**ENTRIES PROVIDED:**
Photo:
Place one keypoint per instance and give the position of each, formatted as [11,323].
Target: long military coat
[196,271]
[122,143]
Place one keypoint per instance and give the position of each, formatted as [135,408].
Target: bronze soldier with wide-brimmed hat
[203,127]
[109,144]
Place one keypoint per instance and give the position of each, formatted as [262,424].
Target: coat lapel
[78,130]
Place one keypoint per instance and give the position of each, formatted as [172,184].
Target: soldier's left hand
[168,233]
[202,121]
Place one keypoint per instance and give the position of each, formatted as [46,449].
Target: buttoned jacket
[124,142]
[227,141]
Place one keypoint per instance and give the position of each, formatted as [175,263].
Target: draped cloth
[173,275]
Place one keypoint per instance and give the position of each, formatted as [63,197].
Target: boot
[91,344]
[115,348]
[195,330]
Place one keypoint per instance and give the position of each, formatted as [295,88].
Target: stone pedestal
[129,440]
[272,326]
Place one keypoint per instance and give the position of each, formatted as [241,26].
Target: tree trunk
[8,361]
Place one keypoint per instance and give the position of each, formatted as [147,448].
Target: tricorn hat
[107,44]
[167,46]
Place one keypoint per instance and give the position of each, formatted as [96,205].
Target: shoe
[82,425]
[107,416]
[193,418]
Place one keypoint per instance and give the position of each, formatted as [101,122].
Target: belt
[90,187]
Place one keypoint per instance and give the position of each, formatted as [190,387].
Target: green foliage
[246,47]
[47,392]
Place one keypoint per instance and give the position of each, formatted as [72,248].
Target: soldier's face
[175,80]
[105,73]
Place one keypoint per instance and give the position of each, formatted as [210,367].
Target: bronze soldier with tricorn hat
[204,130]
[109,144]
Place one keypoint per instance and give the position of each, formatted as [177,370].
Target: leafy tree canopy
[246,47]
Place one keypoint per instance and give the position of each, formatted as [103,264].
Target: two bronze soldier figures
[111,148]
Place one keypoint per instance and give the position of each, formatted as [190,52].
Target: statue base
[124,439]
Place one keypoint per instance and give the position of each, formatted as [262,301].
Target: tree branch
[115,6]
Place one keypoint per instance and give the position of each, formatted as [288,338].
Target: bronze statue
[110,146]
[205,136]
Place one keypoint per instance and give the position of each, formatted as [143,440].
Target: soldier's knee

**TASK PROMPT:** Would you please reproduce the entries above word for word?

**WRITTEN SOLUTION:**
Photo:
Place one keypoint per instance and give the position of each, formatted as [11,323].
Target: long military coat
[196,271]
[122,143]
Place one keypoint per instance and give the position of each, formatted as [135,408].
Target: bronze soldier with wide-brimmed hat
[203,127]
[109,144]
Place one keypoint per instance and give the position of each, formatted as [262,424].
Target: coat lapel
[78,130]
Place one keypoint per instance and give the position of each, formatted as [172,184].
Target: soldier's left hand
[168,233]
[202,121]
Place one keypoint per instance and give the position of each, formatted as [46,449].
Target: buttoned jacket
[124,142]
[227,141]
Place one keypoint per instance and give the position of each, formatted as [175,263].
Target: draped cloth
[173,275]
Place one keypoint per instance and give the position of each, formatted as [63,197].
Target: boot
[91,344]
[115,348]
[195,330]
Place one keypoint per instance and give the position of each, formatted as [295,88].
Target: stone pedestal
[129,440]
[272,326]
Place one keypoint per instance and give the position of each, formatted as [241,26].
Target: tree trunk
[8,361]
Place one keypoint per instance and give the position of each, formatted as [147,448].
Target: tricorn hat
[107,44]
[167,46]
Place one keypoint per instance and give the position of each, formatted as [96,205].
Target: shoe
[82,425]
[107,416]
[193,418]
Place one keypoint per instance and give the position of each, formatted as [101,122].
Target: belt
[90,187]
Place one keypoint per instance and give the position of each, formatted as [190,387].
Target: green foliage
[246,47]
[47,392]
Place one keypoint per instance and give the position of each, formatted as [72,248].
Target: soldier's face
[175,80]
[105,73]
Place one keypoint per instance and give the position of each, formatted as [210,367].
Target: bronze soldier with tricorn hat
[204,130]
[109,144]
Place one keypoint per instance and give the position of each, formatted as [177,370].
Target: leafy tree canopy
[246,47]
Place one keypoint per instance and give the position of each, formatted as [103,264].
Target: two bronze soldier figures
[111,148]
Place one keypoint per instance and give the position of each, formatted as [190,52].
Target: statue base
[124,439]
Place one keypoint per instance and give the position of each, formatted as [262,301].
Target: tree branch
[115,6]
Place one keypoint per instance and give the position of each, formatted as [288,338].
Target: bronze statue
[110,146]
[205,136]
Place one keypoint per instance and give the position of each, formatted as [143,440].
Target: soldier's knee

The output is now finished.